Each line from the one holding "point: bench cushion" through the final line of the data below is to be given again exactly, and no other line is to appear.
↓↓↓
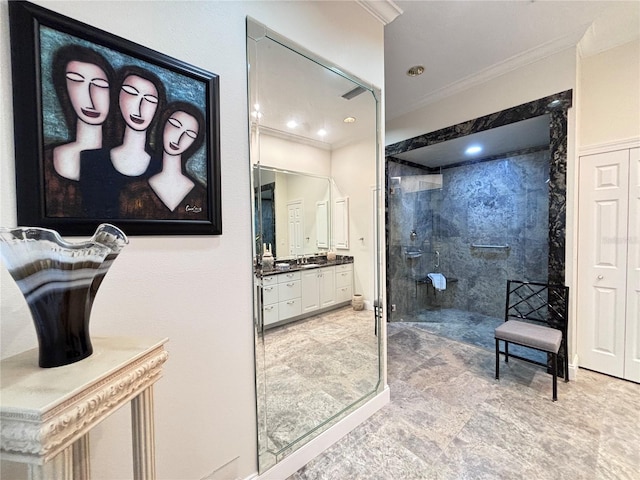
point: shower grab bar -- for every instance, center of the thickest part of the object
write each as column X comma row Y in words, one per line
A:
column 477, row 245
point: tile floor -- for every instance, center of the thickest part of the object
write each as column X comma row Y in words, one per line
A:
column 450, row 419
column 306, row 382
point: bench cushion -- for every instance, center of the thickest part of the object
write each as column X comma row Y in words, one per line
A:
column 530, row 335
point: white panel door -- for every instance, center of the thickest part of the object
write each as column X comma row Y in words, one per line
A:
column 602, row 261
column 632, row 350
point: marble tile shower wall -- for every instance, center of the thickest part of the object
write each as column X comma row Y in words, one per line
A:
column 497, row 202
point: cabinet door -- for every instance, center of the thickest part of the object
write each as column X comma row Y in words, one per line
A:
column 327, row 286
column 269, row 294
column 270, row 314
column 632, row 346
column 602, row 261
column 344, row 276
column 289, row 290
column 310, row 291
↑↑↑
== Output for this task ==
point: bench cushion -- for every instance, center of the thickest part of the object
write each as column X comma row Y in words, one per line
A:
column 530, row 335
point: white panel door -- for every instance, center of the thickest part of the object
write each as column X comma row Y in words, one per line
A:
column 602, row 261
column 632, row 350
point: marble tile shower wall -- for every instance, center of the thickest part of the object
write each as column X comma row Y in words, one per line
A:
column 497, row 202
point: cabinet door -- for every instance, center of the thickest part of the object
write each as column X comma row Y in words, one per line
A:
column 327, row 286
column 269, row 294
column 270, row 314
column 632, row 346
column 602, row 261
column 344, row 276
column 289, row 290
column 310, row 291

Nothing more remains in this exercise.